PROBLEM DETAILS: Convert the rows below, from the start through the line containing "[[438, 270, 555, 510]]", into a numbered list with blank lines omitted.

INFORMATION PROVIDED:

● ● ● ●

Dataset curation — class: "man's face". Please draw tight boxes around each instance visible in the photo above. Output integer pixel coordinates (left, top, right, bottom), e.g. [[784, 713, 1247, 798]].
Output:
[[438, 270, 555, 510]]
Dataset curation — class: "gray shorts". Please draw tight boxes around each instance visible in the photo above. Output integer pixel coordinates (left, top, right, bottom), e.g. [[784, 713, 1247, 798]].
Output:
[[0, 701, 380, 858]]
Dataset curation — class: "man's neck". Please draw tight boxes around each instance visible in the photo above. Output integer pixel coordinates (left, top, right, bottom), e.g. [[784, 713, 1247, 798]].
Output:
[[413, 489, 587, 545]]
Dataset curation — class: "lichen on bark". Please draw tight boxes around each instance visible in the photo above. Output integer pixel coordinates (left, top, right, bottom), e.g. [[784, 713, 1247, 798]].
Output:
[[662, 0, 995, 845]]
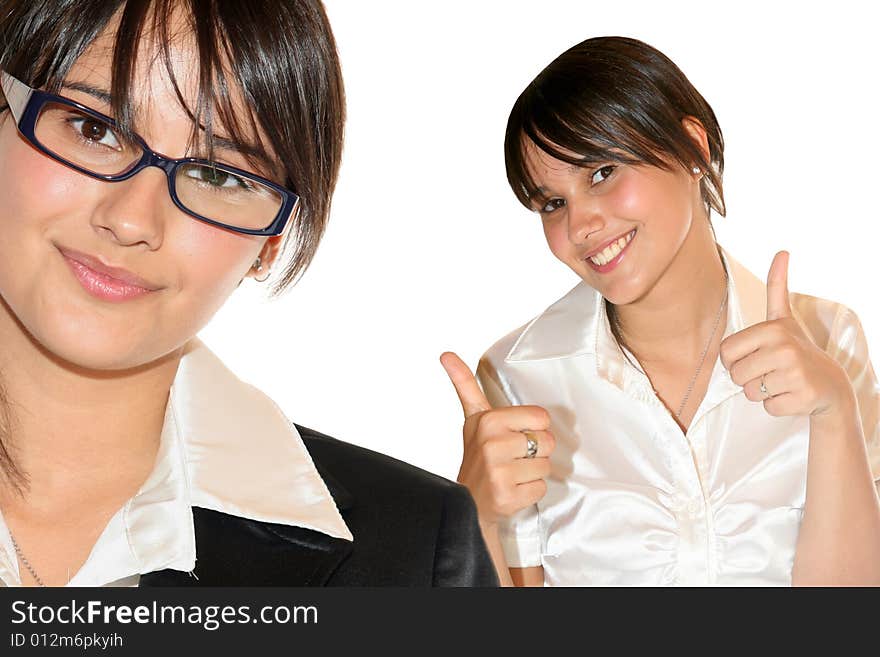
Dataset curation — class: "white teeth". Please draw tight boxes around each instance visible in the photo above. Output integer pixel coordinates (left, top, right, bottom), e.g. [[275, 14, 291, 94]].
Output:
[[590, 231, 635, 267]]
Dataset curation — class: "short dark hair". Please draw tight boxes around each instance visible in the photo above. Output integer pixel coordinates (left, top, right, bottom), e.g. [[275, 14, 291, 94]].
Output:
[[0, 0, 345, 490], [0, 0, 345, 294], [504, 37, 725, 215]]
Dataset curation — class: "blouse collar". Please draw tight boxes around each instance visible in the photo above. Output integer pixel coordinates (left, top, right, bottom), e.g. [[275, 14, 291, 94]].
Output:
[[505, 249, 767, 374], [70, 339, 353, 586]]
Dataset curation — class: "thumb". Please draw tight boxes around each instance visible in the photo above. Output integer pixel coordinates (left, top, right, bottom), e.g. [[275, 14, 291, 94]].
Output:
[[767, 251, 791, 321], [440, 351, 492, 418]]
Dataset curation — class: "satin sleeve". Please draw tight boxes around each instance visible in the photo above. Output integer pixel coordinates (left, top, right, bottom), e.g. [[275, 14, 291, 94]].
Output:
[[477, 356, 542, 568], [826, 306, 880, 482]]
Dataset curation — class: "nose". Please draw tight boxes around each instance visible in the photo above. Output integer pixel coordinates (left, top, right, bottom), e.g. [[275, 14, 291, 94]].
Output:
[[567, 199, 605, 245], [91, 168, 169, 251]]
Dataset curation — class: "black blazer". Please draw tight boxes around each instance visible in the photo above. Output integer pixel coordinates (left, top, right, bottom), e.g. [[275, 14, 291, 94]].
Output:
[[140, 425, 498, 586]]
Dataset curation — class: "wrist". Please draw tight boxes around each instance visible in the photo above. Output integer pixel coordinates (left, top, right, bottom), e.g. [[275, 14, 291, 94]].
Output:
[[810, 388, 860, 429]]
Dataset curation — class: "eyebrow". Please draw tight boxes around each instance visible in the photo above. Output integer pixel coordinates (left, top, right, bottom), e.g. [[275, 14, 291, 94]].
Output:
[[61, 82, 275, 171]]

● ● ● ●

RESPONSE:
1. Dataset curation — class: "man's face". Please draw tight boxes around each instance visible in the photo above. Output integer pixel coordinates (left, top, right, bottom), e.g. [[784, 713, 1247, 798]].
2. Output:
3. [[438, 270, 555, 510]]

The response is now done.